-- START OF RECORD EXTRACTS --
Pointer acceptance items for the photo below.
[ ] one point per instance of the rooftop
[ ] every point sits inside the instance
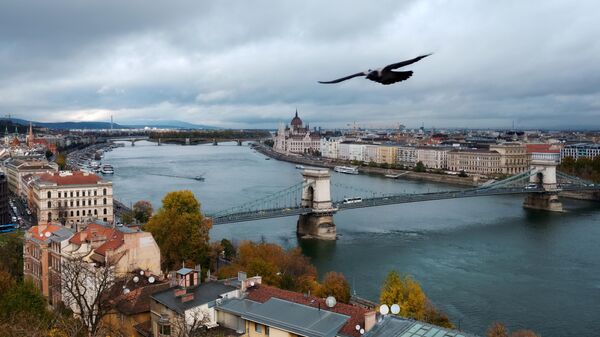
(297, 318)
(262, 293)
(394, 326)
(204, 293)
(69, 178)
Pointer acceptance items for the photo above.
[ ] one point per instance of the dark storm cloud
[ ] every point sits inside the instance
(250, 64)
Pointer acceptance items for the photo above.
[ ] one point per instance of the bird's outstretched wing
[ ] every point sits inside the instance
-- END OF RECORD EXTRACTS --
(DIRECTION): Lay out every line of the entries above as a JSON list of strings, one string per line, leaving out blank lines and the pictures.

(EXERCISE RESPONSE):
[
  "Pointer acceptance items for the photo below.",
  "[ ] one point per instance of the rooftop",
  "[ ] every point sits inside the instance",
  "(297, 318)",
  "(262, 293)",
  "(394, 326)",
  "(204, 293)",
  "(69, 178)",
  "Pointer acceptance items for the photo above.",
  "[ ] one point per instance of the dark storm cloud",
  "[ ] every point sits inside the instance",
  "(250, 64)",
  "Pointer acceptance items for the photo above.",
  "[ ] one point per instance of the bird's outstretched wing",
  "[ ] every point sits inside the instance"
]